- [What is asked]
Could you gather every line below that contains the word "silver" and copy each one?

- [Record list]
◆ ◆ ◆ ◆ ◆ ◆ ◆

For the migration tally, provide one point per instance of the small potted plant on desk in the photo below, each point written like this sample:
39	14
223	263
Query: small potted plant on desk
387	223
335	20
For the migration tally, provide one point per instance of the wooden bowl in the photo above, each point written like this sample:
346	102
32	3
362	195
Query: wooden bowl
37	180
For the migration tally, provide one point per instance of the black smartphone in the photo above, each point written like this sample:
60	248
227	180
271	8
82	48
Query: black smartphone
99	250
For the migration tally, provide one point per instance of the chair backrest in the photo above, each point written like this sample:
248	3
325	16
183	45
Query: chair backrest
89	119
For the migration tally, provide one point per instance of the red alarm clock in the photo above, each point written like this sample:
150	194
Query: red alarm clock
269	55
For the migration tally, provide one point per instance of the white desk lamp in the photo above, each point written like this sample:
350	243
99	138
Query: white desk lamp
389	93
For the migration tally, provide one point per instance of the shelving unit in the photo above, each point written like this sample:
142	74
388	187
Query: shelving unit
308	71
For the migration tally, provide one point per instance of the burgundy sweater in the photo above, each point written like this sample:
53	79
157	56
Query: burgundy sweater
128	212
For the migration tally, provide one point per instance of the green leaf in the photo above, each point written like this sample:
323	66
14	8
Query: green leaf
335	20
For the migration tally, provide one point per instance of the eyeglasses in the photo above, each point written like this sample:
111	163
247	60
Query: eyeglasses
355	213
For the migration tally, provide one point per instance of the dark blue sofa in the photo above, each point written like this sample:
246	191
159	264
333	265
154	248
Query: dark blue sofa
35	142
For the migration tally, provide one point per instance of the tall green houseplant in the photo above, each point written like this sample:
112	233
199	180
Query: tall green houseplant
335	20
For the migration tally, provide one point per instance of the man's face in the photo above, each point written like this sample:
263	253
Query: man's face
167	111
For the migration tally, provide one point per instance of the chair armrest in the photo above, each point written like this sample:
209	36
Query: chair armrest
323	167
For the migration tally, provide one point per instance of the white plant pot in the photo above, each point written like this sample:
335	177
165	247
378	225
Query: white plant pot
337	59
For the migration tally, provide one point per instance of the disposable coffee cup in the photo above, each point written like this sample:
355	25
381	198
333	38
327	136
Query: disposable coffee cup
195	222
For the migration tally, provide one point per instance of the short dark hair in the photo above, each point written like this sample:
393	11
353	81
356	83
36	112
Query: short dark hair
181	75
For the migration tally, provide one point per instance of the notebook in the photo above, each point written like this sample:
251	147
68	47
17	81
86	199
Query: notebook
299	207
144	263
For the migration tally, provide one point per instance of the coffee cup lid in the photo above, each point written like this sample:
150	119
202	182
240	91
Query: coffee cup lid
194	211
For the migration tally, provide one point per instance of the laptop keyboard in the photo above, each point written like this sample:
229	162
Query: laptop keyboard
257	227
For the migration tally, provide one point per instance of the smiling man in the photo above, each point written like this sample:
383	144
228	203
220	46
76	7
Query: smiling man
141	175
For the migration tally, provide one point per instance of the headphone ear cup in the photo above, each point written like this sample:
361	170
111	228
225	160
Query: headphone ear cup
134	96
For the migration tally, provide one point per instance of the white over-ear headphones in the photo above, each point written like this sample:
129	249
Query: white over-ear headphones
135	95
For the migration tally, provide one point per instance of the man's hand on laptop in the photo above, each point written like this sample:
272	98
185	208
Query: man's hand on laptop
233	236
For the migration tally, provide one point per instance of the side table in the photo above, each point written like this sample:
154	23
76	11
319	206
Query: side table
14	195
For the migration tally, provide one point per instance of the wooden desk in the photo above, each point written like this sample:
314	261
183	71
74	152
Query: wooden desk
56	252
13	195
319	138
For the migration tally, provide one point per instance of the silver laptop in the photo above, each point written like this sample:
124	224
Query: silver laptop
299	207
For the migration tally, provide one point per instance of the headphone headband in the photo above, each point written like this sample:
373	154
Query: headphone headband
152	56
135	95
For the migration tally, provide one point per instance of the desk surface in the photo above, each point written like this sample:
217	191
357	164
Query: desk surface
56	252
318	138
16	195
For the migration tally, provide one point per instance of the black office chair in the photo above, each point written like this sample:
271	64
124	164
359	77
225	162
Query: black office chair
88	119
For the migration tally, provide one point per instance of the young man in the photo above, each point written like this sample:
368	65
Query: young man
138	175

◆ ◆ ◆ ◆ ◆ ◆ ◆

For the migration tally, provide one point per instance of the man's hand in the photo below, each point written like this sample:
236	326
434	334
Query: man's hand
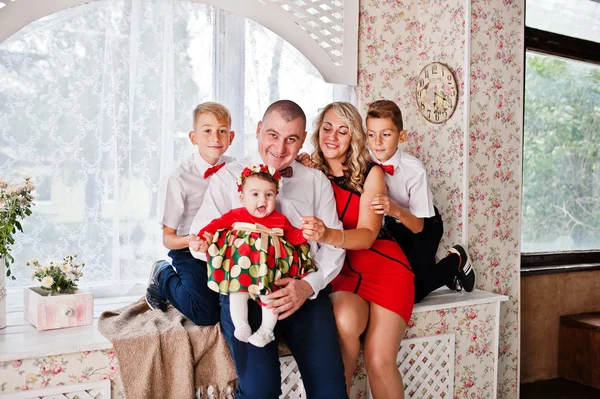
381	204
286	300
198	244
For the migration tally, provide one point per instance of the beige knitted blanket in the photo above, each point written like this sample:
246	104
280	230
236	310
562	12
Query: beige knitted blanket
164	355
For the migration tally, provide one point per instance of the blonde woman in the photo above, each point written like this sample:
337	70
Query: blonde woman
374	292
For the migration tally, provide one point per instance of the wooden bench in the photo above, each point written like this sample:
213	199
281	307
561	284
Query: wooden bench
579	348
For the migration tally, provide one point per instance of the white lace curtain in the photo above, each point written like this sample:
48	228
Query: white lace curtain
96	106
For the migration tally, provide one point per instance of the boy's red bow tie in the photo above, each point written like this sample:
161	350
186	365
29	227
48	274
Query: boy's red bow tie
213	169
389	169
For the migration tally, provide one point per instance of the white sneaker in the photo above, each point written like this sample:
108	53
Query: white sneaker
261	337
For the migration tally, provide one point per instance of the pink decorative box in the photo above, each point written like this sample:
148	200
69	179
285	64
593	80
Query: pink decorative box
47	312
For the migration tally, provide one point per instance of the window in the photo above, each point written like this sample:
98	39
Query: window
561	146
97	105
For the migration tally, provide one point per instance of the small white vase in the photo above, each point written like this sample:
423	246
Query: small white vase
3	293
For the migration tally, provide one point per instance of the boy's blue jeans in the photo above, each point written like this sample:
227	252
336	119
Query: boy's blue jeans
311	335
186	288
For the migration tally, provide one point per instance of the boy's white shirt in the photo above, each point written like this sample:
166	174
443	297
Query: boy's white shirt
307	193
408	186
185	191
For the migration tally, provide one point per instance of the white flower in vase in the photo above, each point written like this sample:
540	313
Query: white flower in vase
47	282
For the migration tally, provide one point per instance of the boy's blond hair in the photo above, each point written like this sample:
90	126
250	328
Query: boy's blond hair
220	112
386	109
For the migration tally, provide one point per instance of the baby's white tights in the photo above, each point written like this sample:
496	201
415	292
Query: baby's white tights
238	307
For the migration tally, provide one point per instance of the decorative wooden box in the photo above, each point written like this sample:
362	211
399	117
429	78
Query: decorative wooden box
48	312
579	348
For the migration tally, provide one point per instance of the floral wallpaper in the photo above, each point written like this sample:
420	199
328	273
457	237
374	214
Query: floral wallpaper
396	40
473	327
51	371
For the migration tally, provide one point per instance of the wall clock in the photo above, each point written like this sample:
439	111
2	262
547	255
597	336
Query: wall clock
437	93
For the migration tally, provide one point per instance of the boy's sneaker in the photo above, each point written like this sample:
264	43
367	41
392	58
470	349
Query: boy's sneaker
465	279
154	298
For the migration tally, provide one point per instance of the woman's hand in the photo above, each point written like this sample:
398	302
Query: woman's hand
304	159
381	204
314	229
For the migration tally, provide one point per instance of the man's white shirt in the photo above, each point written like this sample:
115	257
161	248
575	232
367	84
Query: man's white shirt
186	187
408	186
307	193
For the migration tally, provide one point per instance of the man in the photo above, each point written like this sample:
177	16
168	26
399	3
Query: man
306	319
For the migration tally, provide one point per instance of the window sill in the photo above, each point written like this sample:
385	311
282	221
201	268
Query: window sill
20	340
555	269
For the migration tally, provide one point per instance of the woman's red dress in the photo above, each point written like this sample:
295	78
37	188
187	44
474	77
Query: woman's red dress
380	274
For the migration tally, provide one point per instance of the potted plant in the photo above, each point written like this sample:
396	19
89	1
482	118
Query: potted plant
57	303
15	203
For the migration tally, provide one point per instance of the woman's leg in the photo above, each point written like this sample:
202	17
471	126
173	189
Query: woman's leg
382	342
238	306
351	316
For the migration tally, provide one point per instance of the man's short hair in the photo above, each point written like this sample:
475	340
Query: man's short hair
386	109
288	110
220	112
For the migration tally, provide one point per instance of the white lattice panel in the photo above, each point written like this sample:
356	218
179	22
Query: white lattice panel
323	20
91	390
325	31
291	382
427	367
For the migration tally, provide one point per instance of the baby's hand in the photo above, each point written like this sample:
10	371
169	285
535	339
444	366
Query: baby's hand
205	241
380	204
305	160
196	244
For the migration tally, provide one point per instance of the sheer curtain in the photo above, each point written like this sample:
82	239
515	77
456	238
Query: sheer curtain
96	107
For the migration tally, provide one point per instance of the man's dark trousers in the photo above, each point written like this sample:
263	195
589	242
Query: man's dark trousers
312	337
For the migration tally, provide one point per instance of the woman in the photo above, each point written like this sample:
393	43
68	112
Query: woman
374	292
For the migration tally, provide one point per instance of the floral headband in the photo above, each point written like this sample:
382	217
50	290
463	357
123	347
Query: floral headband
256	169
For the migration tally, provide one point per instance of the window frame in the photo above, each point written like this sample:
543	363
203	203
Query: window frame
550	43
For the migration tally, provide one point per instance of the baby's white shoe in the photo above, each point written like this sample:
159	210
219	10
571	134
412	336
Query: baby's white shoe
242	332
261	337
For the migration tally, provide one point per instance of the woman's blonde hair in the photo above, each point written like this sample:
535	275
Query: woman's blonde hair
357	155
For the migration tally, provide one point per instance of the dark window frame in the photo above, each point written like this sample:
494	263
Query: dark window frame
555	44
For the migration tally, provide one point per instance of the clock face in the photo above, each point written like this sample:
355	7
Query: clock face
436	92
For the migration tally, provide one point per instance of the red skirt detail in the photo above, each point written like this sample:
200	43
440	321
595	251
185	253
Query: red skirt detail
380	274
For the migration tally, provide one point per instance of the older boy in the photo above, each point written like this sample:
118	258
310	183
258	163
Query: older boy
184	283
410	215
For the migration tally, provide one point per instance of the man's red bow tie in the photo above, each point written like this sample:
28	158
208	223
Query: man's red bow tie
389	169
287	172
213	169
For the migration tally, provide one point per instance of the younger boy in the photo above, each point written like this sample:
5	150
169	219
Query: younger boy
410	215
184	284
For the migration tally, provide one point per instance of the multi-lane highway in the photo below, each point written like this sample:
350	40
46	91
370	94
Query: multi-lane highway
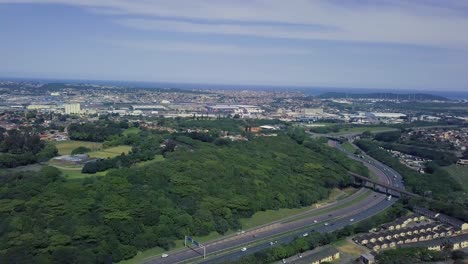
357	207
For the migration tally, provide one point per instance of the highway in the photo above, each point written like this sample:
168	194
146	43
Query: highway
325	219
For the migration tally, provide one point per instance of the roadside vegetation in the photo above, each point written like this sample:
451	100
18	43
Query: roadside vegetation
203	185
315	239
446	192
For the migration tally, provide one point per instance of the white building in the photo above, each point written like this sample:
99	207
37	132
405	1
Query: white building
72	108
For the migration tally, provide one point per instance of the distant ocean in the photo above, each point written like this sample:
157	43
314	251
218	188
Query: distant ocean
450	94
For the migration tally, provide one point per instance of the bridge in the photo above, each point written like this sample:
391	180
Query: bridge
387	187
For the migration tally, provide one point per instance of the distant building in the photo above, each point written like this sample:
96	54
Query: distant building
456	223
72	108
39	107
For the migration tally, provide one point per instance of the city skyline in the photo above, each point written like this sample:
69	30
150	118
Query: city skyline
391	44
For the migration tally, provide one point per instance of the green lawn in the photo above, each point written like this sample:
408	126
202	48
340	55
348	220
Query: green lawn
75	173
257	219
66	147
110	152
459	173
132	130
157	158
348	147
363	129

◆ ◆ ◆ ◆ ◆ ◆ ◆

- [Exercise answer]
For the migration tally, provide one point per instance of the silver laptop in the photo above, each point written like this sample:
Query: silver laptop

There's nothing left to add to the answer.